Listing:
+---+
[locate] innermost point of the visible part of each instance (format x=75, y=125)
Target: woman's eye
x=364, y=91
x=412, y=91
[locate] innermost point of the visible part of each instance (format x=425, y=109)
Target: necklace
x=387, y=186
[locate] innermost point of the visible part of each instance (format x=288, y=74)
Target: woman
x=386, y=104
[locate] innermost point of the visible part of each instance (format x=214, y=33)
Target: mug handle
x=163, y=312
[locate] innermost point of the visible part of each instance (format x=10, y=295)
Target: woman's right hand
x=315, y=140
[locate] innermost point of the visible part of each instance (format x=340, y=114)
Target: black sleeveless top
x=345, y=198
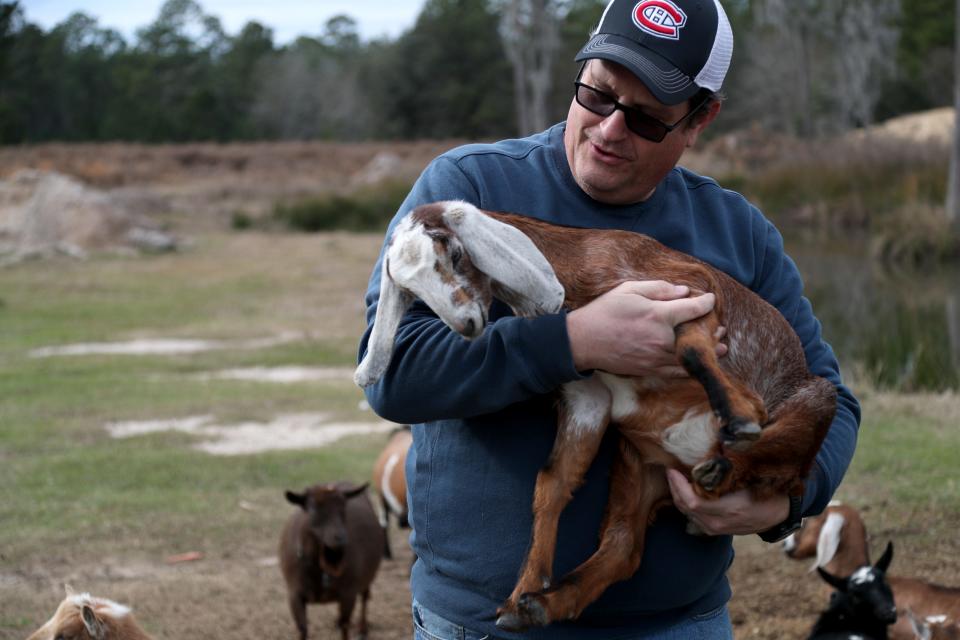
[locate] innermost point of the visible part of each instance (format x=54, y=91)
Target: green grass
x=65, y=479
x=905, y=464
+---+
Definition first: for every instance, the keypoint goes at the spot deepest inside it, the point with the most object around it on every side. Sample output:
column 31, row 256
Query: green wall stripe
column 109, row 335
+---+
Exercise:
Please swap "Target" for "Object" in everything from the line containing "(format x=10, y=295)" down to the line containing "x=905, y=464", keeping all else unchanged. Give back only those lines, without the pictures.

Correct output:
[locate] innermost point of the visible part of each instance (format x=10, y=295)
Object: woman's right hand
x=315, y=140
[locate] innermost point of the visible part of each instance (format x=340, y=114)
Object: black sleeveless top
x=345, y=198
[locate] innermost point of the visible part of each instance (format x=54, y=91)
Object: green grass
x=65, y=479
x=905, y=464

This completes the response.